Task goal: In the passage below on Greece's olive harvest, reproduce word for word the portion that opens with the words containing "Apart from shaking" and closes with "at harvest time.".

Provided passage:

Production
The persistent novel coronavirus has cast its shadow on the upcoming harvesting season in Greece, spreading anxiety among growers and producers.
Apart from shaking up the agricultural sector of the country, the pandemic has brought along travel restrictions and local quarantines, threatening the availability of foreign workers at harvest time.
We are worried how the harvest is going to unfold. Most workers come from the Balkan countries and we do not currently know if they will show up this year and how their health is going to be checked and verified.- Dimitris Andriotis, olive oil exporter
“We trade olive oil from every corner of Greece, and the next season is a big mystery to us,” Dimitris Andriotis, an olive oil exporter from Corfu, told Olive Oil Times. “From what we know so far, Greece will produce around 200,000 tons of olive oil, but we are worried about how the harvest is going to unfold.”
“Most workers come from the Balkan countries and we do not currently know if they will show up this year and how their health is going to be checked and verified,” he added. “There will likely be some health protocols for Covid-19, but no one has yet informed us about anything.”

Data section:
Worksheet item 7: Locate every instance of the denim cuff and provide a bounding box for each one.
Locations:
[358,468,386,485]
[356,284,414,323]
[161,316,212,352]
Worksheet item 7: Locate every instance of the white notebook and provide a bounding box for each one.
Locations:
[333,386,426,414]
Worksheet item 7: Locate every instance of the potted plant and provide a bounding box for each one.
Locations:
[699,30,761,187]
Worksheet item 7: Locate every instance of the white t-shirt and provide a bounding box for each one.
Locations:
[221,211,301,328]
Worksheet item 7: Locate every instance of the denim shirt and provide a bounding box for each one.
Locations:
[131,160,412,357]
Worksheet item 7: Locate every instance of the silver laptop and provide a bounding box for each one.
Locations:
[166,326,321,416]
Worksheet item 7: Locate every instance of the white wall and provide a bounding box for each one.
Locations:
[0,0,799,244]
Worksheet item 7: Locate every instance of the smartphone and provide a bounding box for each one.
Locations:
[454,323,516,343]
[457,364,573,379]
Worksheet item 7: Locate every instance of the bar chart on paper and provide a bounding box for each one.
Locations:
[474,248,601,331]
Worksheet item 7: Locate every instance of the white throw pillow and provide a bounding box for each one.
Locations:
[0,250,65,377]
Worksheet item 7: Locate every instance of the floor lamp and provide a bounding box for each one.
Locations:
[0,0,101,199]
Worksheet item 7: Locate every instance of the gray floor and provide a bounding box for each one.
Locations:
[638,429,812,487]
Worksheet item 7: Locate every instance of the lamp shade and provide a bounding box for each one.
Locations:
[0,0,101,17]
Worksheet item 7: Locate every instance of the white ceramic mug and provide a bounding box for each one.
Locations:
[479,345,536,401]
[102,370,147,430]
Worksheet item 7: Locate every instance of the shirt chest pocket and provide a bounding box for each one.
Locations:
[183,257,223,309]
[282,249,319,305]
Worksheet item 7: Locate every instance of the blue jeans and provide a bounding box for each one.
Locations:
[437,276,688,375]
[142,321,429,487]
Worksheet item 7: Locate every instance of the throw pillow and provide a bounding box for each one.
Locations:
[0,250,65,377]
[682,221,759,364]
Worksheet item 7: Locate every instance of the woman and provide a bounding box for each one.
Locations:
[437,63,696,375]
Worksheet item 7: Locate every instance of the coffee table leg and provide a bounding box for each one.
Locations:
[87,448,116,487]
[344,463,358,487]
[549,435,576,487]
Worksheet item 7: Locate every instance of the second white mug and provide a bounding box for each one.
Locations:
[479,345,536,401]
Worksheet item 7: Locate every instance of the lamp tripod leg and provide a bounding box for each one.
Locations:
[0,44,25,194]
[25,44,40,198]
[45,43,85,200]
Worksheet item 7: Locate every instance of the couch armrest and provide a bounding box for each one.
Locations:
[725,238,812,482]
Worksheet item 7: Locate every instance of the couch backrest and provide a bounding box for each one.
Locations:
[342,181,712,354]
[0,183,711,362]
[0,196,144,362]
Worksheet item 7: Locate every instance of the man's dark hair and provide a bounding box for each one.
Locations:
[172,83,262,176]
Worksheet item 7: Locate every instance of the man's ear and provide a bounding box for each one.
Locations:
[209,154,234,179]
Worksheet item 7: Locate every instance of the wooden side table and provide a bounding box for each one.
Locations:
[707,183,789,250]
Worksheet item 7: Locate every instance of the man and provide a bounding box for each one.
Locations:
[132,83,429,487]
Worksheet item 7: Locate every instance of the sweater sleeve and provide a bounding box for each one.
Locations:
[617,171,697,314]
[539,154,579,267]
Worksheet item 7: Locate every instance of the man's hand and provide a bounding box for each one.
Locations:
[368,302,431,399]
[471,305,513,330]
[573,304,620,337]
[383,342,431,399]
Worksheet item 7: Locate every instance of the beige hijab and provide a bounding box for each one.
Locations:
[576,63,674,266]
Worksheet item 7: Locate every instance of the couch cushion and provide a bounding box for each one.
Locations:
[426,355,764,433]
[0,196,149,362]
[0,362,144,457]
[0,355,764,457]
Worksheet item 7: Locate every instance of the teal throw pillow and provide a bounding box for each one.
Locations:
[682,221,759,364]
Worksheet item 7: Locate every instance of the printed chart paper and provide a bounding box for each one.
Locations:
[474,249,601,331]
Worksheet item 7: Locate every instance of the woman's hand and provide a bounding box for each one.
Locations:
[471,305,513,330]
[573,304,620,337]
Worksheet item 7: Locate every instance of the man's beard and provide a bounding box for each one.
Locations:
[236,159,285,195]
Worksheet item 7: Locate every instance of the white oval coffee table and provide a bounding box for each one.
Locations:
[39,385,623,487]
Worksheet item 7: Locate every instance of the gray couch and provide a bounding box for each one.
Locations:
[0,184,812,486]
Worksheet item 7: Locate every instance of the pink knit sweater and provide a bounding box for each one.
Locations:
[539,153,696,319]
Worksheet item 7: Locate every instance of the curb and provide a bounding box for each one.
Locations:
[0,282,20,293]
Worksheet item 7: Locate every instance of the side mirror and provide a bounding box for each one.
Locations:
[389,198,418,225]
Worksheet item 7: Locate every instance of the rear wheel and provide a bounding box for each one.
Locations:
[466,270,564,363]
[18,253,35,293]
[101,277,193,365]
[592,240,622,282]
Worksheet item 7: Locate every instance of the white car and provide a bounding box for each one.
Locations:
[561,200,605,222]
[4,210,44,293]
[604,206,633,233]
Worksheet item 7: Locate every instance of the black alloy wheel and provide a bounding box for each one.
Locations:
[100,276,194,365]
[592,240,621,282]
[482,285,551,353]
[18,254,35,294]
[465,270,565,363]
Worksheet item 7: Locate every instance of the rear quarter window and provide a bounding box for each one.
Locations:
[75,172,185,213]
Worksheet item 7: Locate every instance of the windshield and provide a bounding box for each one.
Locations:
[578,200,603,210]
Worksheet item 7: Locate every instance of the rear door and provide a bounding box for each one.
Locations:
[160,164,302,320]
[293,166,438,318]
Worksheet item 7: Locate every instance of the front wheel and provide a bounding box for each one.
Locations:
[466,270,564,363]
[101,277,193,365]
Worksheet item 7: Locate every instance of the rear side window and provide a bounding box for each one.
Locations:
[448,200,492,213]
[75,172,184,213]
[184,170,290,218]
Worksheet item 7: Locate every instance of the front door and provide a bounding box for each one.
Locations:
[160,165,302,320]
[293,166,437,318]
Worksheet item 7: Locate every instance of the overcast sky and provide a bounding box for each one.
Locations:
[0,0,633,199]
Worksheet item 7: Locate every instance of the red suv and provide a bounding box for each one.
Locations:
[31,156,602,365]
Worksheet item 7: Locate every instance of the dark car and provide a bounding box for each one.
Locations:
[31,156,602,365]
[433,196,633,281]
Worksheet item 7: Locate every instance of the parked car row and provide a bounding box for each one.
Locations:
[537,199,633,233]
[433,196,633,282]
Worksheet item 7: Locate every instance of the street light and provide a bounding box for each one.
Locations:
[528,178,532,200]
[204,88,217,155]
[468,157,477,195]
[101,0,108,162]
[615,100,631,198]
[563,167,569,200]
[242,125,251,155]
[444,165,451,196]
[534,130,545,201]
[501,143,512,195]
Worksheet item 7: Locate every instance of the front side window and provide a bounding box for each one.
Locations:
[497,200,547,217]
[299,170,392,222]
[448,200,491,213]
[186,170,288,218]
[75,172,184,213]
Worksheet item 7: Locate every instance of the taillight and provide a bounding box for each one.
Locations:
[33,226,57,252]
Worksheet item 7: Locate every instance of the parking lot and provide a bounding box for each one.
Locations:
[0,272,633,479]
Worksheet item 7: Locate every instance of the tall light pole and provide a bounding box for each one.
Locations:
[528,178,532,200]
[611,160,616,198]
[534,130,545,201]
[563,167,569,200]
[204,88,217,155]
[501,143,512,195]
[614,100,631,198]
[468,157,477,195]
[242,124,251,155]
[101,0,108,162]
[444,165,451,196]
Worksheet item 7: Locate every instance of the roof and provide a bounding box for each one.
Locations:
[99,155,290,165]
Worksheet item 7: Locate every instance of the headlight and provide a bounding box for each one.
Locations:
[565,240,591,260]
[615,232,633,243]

Solution:
Apart from shaking up the agricultural sector of the country, the pandemic has brought along travel restrictions and local quarantines, threatening the availability of foreign workers at harvest time.